Trecho apresentado:
=-=-=-=-=

Nos dois longas-metragens que fotografei com esta câmera, optamos por utilizar um adaptador que utilizasse lentes de cinema, o que faz com que a profundidade de campo seja similar à do 35mm. O adaptador utlizado, o MINI35 da P+S TECHNIK, acaba por dar um look muito cinematográfico à imagem, devido à baixa profundidade de campo, o que permite trabalhar com um foco narrativo. Algumas cenas só funcionam por conta deste efeito, como quando vemos uma atriz em primeiro plano e a outra se aproximando pelo fundo, lentamente, vindo do desfoque até entrar em foco e dar o diálogo em primeiro plano. Falando, este efeito parece retórica, mas na tela se percebe as vantagens de se separar o que é figura e o que é o fundo através do foco. Por outro lado, esta opção acarreta na perda de sensibilidade extrema. Sem o adaptador, a HVX200 responde a uma ASA de 320, enquanto com o adaptador expus a uma ASA 80, o que é um complicador em algumas situações. O adaptador também deixa a imagem como se tivesse com um filtro que diminui os contrastes, deixando a imagem mais suave.

=-=-=-=-=

Material de consulta:

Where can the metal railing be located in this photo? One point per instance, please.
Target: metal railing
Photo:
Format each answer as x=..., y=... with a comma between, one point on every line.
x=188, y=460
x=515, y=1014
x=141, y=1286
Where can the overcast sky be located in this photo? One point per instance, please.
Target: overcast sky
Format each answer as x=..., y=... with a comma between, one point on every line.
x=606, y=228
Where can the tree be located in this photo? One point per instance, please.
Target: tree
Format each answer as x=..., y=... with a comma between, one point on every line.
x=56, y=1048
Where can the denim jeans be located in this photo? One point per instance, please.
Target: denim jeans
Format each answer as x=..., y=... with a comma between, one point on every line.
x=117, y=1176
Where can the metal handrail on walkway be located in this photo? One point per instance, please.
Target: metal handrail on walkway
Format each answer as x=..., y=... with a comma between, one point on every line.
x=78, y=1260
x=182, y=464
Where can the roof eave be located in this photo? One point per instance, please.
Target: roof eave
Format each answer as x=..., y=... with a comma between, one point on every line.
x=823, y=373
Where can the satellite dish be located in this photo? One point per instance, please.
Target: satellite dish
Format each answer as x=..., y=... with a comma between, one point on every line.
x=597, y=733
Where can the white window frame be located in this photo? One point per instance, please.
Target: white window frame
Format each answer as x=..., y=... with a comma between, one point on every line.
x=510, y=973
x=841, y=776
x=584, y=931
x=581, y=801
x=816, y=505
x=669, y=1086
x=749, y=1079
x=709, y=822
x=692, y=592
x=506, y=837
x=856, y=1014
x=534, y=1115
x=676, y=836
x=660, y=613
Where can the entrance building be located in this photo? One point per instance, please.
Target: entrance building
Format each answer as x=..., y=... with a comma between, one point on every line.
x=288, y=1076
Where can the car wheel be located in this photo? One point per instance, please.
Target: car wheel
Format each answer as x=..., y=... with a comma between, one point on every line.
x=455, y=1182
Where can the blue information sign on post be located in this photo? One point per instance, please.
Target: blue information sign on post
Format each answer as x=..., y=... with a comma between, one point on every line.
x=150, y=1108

=-=-=-=-=

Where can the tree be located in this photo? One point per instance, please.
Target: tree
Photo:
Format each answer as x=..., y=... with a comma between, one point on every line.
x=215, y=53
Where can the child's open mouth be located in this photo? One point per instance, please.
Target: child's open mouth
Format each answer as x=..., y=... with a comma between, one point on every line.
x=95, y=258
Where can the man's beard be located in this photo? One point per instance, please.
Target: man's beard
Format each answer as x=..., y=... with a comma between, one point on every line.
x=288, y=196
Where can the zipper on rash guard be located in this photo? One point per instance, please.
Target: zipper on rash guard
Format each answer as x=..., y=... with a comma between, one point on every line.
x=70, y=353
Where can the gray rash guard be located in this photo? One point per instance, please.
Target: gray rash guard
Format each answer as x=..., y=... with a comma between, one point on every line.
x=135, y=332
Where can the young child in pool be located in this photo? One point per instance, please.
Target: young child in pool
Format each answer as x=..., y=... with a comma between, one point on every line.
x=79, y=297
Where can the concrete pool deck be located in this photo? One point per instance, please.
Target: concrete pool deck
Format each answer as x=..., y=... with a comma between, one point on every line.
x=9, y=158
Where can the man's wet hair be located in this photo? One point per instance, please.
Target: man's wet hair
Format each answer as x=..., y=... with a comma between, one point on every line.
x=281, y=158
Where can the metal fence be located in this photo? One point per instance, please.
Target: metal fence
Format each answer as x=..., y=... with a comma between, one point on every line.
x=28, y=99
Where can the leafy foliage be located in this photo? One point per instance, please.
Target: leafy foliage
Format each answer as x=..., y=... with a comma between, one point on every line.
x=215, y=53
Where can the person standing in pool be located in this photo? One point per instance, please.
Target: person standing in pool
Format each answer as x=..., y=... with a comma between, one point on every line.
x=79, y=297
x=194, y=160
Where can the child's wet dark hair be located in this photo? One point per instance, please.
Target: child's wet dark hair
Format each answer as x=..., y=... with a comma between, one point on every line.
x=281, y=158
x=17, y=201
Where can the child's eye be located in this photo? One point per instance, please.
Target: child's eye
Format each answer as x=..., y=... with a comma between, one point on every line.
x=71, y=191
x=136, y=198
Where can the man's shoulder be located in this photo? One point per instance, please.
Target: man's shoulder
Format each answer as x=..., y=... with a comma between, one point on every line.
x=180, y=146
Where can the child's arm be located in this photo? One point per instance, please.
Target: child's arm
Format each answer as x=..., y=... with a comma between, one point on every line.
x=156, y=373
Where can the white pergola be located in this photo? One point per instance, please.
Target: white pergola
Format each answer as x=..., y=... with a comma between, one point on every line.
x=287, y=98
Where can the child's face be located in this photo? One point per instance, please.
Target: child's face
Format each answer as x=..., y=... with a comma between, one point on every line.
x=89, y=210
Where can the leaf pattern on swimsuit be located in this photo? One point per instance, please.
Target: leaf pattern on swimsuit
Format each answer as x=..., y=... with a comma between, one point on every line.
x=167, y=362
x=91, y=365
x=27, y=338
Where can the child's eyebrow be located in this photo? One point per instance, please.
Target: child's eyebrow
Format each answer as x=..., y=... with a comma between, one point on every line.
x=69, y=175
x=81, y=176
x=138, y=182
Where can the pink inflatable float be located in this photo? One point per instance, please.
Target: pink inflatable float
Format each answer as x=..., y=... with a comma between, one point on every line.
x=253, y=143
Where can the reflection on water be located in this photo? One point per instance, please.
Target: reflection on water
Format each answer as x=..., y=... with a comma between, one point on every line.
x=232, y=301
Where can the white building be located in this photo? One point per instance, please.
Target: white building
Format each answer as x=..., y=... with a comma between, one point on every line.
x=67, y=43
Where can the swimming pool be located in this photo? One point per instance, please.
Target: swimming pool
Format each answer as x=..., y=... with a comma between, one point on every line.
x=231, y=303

=-=-=-=-=

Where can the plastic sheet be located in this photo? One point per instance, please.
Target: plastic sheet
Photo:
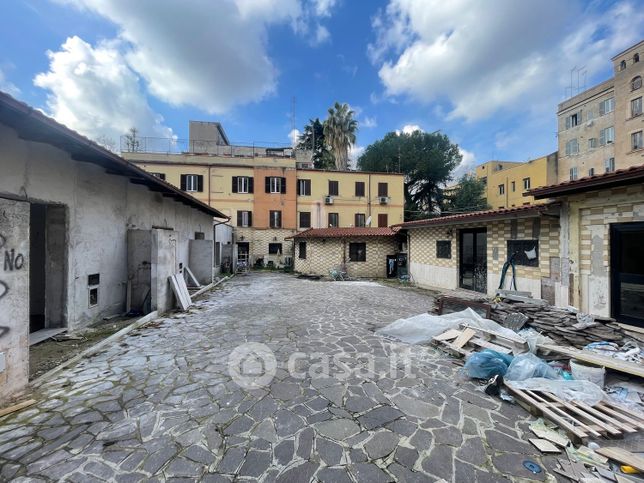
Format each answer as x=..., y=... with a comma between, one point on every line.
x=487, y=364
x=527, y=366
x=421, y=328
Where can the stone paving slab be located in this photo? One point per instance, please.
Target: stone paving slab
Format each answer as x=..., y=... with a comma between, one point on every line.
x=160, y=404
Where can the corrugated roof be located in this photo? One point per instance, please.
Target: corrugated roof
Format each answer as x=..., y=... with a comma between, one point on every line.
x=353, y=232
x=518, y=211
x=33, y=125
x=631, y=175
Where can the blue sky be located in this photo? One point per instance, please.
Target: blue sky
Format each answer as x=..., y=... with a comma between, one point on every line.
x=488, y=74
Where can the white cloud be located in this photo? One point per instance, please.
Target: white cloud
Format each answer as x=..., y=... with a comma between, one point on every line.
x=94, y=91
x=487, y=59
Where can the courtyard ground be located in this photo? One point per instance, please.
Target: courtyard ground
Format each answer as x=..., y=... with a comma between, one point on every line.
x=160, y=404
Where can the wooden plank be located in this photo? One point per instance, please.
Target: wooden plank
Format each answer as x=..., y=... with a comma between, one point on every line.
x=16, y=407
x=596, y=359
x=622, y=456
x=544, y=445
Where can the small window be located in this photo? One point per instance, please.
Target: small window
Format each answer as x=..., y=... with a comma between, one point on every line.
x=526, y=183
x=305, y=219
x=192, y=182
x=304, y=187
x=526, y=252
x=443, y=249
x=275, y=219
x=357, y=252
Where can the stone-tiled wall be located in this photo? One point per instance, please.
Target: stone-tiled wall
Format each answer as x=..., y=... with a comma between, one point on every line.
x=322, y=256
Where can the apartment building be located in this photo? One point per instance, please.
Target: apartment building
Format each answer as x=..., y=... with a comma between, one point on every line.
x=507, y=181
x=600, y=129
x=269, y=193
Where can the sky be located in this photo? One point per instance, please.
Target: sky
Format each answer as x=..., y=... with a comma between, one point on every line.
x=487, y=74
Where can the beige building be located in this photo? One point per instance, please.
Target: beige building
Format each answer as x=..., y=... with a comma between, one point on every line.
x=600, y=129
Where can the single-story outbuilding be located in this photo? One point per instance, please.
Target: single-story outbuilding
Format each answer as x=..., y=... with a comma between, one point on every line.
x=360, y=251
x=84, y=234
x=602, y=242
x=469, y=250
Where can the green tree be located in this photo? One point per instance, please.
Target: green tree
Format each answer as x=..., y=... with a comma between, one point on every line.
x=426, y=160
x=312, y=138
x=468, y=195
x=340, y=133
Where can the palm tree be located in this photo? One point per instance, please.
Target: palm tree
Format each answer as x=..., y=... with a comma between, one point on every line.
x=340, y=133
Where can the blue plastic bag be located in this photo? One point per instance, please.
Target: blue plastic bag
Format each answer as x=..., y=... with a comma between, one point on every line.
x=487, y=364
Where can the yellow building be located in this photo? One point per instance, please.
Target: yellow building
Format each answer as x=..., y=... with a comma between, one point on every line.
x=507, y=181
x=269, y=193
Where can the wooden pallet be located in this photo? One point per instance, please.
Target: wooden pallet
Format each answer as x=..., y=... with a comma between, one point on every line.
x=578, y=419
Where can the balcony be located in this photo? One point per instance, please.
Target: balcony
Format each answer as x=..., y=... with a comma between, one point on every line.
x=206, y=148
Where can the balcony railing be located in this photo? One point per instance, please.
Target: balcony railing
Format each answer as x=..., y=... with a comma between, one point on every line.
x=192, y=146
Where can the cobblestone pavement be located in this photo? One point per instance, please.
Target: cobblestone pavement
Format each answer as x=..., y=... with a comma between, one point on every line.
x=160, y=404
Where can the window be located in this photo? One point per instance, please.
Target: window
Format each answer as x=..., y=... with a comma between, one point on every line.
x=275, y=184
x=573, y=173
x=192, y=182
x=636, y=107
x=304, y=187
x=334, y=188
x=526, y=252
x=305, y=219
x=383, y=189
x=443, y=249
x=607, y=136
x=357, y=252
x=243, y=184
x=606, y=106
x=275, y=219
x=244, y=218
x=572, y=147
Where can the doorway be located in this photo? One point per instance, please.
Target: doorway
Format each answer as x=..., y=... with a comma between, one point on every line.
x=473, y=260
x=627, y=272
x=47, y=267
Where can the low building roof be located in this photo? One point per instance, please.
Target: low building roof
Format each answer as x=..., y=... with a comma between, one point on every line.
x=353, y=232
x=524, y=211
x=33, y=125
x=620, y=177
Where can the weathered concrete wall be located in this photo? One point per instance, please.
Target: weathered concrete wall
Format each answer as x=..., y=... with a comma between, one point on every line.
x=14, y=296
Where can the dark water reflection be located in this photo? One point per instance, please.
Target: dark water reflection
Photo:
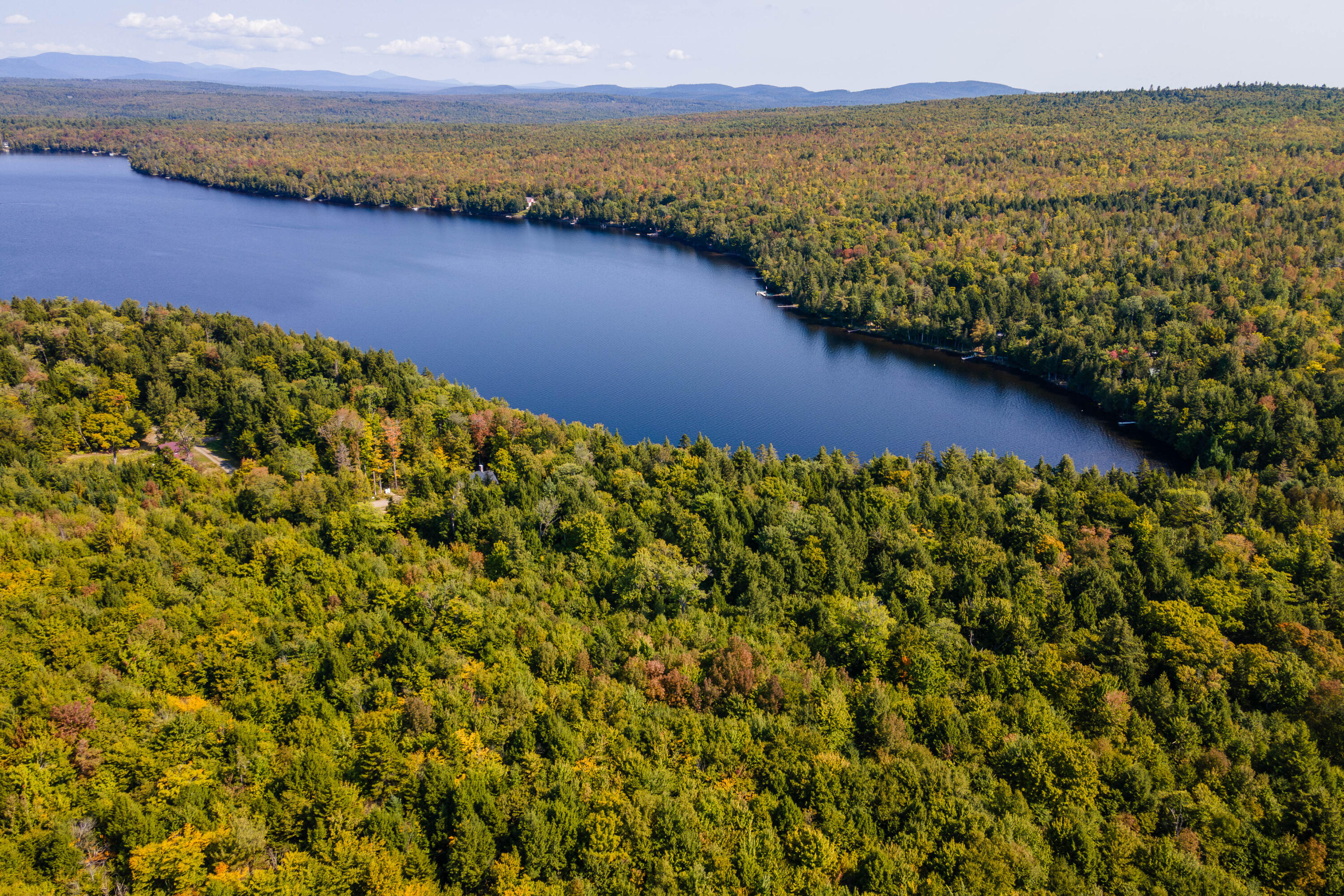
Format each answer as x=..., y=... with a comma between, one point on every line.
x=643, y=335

=-=-=-=-=

Lista de tarefas:
a) Com base no trecho sobre o adaptador de lentes de cinema, responda:
(i) Qual foi o adaptador utilizado?
(ii) A que ASA a HVX200 responde sem o adaptador?
(iii) Que efeito o adaptador tem sobre os contrastes da imagem?
b) Mostre todas as linhas dos registros que contêm a palavra "railing".
O trecho e os registros não têm relação entre si.

Respostas:
a)
(i) O MINI35 da P+S TECHNIK.
(ii) A uma ASA de 320.
(iii) Diminui os contrastes e deixa a imagem mais suave.

b)
Where can the metal railing be located in this photo? One point per instance, please.
Target: metal railing
Where can the balcony railing be located in this photo? One point per instance, please.
Target: balcony railing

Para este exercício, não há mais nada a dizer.